*Texto mostrado*
________________________________________

Primeras formulaciones de la víctima judía

Afirmación de la identidad judía, cuestionamiento de la víctima

No conocemos ningún estudio sobre la representación de los campos de concentración en las películas exhibidas en la Palestina de la inmediata posguerra ni en el reciente Estado de Israel creado en 1948. Es lógico suponer que esta no diferiría demasiado de la ofrecida en Reino Unido y, si cabe, en su protectorado extremaría el silenciamiento del protagonismo judío para no desestabilizar más el inestable equilibrio de la zona. Sin embargo, tanto por la centralidad absoluta de la condición judía del nuevo Estado, como por la fragilidad política, económica, social y demográfica de la región que impediría una difusión normalizada de las producciones cinematográficas, cabe rastrear la memoria del Holocausto en formas más institucionales y no tan sutiles e indirectas como pudiera ser la representación cinematográfica de los campos de concentración.

Aunque algunas investigaciones (Ofer, 2000) hayan incidido en el vigor de la memoria del Holocausto en Israel durante su primera década, cuestionando la opinión generalizada19 de la conflictiva relación del nuevo Estado con la memoria de la catástrofe de los judíos europeos, creemos que estas aportaciones deben ser matizadas. Más allá del censo de iniciativas privadas o públicas que rememoraron la destrucción de la Diáspora,20 es la atención a los matices la que clarifica la problemática inclusión de la memoria del genocidio en los discursos fundadores de Israel. Obviamente, en estas latitudes la cuestión no es la omisión de la especificidad judía de las víctimas del genocidio perpetrado por los nazis, sino la problemática condición de víctima.

________________________________________

*Datos proporcionados*
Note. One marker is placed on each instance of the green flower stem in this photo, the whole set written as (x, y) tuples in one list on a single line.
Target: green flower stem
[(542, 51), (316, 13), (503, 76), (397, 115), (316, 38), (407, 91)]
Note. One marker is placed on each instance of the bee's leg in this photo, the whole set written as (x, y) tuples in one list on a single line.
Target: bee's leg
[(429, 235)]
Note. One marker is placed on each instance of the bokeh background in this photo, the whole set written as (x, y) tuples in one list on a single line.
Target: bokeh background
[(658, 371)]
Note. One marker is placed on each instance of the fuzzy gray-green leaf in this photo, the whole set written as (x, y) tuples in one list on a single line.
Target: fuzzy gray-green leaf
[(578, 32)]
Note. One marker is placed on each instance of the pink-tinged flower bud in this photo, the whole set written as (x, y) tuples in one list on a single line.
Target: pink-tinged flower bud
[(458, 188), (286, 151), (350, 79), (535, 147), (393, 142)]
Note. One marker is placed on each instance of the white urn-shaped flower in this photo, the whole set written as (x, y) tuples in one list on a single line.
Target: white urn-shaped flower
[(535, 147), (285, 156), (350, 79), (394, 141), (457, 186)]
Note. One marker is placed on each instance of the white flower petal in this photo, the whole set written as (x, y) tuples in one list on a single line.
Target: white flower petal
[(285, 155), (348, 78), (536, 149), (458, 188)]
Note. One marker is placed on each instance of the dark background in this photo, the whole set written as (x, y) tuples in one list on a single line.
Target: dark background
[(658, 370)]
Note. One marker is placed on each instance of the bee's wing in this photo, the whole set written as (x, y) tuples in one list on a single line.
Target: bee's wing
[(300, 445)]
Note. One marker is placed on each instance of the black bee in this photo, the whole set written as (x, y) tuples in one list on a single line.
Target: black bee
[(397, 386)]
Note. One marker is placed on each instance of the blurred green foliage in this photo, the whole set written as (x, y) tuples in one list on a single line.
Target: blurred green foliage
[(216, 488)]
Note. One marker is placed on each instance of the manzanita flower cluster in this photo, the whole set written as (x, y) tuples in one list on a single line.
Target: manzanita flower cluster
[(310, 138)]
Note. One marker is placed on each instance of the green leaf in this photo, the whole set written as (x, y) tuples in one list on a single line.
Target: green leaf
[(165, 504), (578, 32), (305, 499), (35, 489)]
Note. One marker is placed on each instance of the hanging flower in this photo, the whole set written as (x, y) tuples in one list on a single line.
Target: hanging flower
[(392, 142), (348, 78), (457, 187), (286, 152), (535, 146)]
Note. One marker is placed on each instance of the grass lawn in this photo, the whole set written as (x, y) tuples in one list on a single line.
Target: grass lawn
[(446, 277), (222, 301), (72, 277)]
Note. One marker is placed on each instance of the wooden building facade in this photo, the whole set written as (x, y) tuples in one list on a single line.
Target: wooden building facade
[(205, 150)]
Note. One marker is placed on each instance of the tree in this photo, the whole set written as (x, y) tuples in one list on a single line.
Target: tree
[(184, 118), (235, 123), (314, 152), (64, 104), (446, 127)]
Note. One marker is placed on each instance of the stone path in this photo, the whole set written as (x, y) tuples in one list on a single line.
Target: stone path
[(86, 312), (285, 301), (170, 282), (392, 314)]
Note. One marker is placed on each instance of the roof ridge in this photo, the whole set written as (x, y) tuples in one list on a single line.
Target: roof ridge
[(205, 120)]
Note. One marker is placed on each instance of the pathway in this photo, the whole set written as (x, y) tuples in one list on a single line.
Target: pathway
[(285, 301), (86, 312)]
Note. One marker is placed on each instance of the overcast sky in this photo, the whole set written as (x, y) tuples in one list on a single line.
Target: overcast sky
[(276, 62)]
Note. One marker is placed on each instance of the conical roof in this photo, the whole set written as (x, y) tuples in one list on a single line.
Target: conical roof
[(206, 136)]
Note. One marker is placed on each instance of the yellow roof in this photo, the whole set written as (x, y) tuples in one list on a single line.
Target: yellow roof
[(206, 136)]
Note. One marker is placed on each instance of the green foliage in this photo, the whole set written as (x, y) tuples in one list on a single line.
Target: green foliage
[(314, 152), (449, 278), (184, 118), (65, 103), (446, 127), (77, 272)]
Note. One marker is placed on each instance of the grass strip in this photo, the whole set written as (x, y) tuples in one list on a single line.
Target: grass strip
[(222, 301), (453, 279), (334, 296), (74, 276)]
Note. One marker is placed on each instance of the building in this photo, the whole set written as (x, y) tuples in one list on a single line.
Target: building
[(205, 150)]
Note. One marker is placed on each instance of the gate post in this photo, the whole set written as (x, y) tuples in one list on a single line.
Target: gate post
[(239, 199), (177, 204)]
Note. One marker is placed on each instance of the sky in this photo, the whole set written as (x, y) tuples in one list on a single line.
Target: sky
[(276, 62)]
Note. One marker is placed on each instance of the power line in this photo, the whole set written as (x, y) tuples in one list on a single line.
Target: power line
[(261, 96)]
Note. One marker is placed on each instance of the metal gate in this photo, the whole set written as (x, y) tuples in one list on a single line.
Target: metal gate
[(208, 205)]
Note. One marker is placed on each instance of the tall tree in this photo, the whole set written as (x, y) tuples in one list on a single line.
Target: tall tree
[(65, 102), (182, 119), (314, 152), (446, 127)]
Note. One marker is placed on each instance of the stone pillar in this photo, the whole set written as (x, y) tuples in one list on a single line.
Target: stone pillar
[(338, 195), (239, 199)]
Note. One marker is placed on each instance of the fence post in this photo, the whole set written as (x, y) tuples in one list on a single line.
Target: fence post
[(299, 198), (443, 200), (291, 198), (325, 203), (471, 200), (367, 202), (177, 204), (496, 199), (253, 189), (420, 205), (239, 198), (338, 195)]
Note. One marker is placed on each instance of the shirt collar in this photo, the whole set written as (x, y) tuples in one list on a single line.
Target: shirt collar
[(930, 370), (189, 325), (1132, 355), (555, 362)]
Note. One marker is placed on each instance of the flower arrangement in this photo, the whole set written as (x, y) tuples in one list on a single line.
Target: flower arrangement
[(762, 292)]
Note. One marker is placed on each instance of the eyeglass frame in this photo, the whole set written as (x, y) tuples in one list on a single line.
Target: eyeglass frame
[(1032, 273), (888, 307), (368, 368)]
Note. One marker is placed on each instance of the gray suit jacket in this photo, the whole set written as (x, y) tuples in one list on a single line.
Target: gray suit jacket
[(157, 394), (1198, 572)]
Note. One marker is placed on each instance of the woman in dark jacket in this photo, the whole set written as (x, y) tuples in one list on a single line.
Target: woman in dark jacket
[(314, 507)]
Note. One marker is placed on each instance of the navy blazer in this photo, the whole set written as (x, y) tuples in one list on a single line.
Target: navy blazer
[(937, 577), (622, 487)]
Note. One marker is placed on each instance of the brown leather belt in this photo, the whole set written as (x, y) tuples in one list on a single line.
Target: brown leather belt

________________________________________

*Ejercicio breve 1*
Reproduce íntegro y sin ningún cambio el texto sobre la memoria del Holocausto en Israel.
*Ejercicio breve 2*
Transcribe de los registros, sin alterar nada, todo lo que va desde la línea que contiene "Note. One marker is placed on each instance of the power" hasta la línea que contiene "[(261, 96)]", ambas incluidas, y solo eso.

*Respuesta 1*
Primeras formulaciones de la víctima judía

Afirmación de la identidad judía, cuestionamiento de la víctima

No conocemos ningún estudio sobre la representación de los campos de concentración en las películas exhibidas en la Palestina de la inmediata posguerra ni en el reciente Estado de Israel creado en 1948. Es lógico suponer que esta no diferiría demasiado de la ofrecida en Reino Unido y, si cabe, en su protectorado extremaría el silenciamiento del protagonismo judío para no desestabilizar más el inestable equilibrio de la zona. Sin embargo, tanto por la centralidad absoluta de la condición judía del nuevo Estado, como por la fragilidad política, económica, social y demográfica de la región que impediría una difusión normalizada de las producciones cinematográficas, cabe rastrear la memoria del Holocausto en formas más institucionales y no tan sutiles e indirectas como pudiera ser la representación cinematográfica de los campos de concentración.

Aunque algunas investigaciones (Ofer, 2000) hayan incidido en el vigor de la memoria del Holocausto en Israel durante su primera década, cuestionando la opinión generalizada19 de la conflictiva relación del nuevo Estado con la memoria de la catástrofe de los judíos europeos, creemos que estas aportaciones deben ser matizadas. Más allá del censo de iniciativas privadas o públicas que rememoraron la destrucción de la Diáspora,20 es la atención a los matices la que clarifica la problemática inclusión de la memoria del genocidio en los discursos fundadores de Israel. Obviamente, en estas latitudes la cuestión no es la omisión de la especificidad judía de las víctimas del genocidio perpetrado por los nazis, sino la problemática condición de víctima.

*Respuesta 2*
Note. One marker is placed on each instance of the power line in this photo, the whole set written as (x, y) tuples in one list on a single line.
Target: power line
[(261, 96)]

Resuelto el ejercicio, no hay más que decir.